- _Task to complete_: With the pictures removed, please write out every line below exactly as given.

+++ Raw data

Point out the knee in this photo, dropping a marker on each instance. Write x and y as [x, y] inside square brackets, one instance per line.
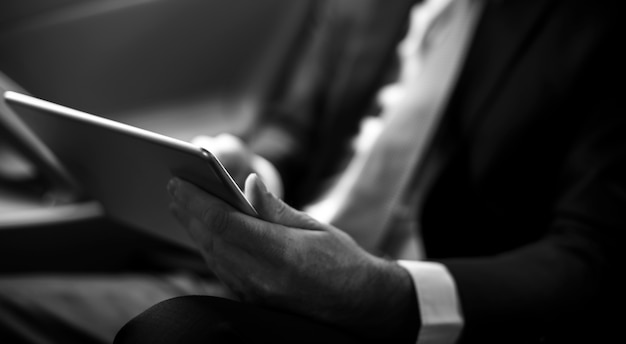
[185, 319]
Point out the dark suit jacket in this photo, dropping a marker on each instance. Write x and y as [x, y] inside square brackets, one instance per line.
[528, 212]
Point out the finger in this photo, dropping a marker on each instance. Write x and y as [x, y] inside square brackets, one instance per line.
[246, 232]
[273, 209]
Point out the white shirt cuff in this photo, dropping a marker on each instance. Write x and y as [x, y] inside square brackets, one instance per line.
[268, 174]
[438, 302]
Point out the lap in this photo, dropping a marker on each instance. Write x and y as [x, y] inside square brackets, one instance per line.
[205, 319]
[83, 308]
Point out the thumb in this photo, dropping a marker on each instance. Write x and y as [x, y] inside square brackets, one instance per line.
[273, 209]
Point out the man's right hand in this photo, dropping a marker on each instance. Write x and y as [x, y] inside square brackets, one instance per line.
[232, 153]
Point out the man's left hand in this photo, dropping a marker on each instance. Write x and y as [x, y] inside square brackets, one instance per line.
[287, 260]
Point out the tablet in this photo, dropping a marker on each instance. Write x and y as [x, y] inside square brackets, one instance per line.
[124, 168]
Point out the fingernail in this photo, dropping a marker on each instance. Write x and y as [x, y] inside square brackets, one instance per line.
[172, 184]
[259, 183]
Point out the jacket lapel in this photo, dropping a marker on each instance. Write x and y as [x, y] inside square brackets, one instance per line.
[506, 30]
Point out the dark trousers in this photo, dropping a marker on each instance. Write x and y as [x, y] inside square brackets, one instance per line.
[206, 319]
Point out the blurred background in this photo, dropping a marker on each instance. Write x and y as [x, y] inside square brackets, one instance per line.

++++++

- _Exercise result_:
Point out the knee in this photo, dropping a marker on each instance. Write x and y as [x, y] inside square brackets, one instance per line.
[185, 319]
Point out the dark suit jacket in this photo, dropping a marker on each instance. Write x and y as [x, y] inside square brackets, one instance per line.
[528, 212]
Point out the finger in this photo, dropping a marker on each instance. Write x and y as [x, y] inside square brackets, one instance per line.
[246, 232]
[273, 209]
Point out the white shirt cuff in this photo, dropping a marker on each instance. Write x and y as [x, y] inside square brackets, one instance per line.
[268, 174]
[438, 302]
Point out the lap in this photo, dropping a marker on each instance. Write x and y as [x, y] inside square brackets, one instance per line.
[205, 319]
[83, 308]
Point out the thumb in this photo, dropping a marker on each instance. Write x and y as [x, y] inside square brackets, one instance per line.
[273, 209]
Point out the man's right hand in this photo, dropping a marker on each instance. Write x and y as [x, y] inside square brackets, one instance per line.
[232, 153]
Point out the man's left hand in this photo, dropping a marker on each instance. Write x and y as [x, y] inside square brackets, one instance per line.
[287, 260]
Point out the tablet in this photo, dropping a marker on each instance. Write x and y as [x, y] inside square brackets, one instance per line.
[124, 168]
Point out the fingernail in this photo, dropping a marker on each instance. Write x and y as [x, y] inside square brackets, one instance per line.
[172, 184]
[259, 183]
Point out the jacket lapel in this photo, dropping a marker on each instance. Write x and y as [x, y] inside square brackets, one instance per line.
[506, 30]
Point out the dark trousers in this photo, dropping a marker on each instance. Write x and y as [x, y] inside square brackets, one instance per line.
[206, 319]
Point out the blurred background in this photo, dropping a marker on each instance. Write x and y as [x, y] inside square brackets, one instance per line.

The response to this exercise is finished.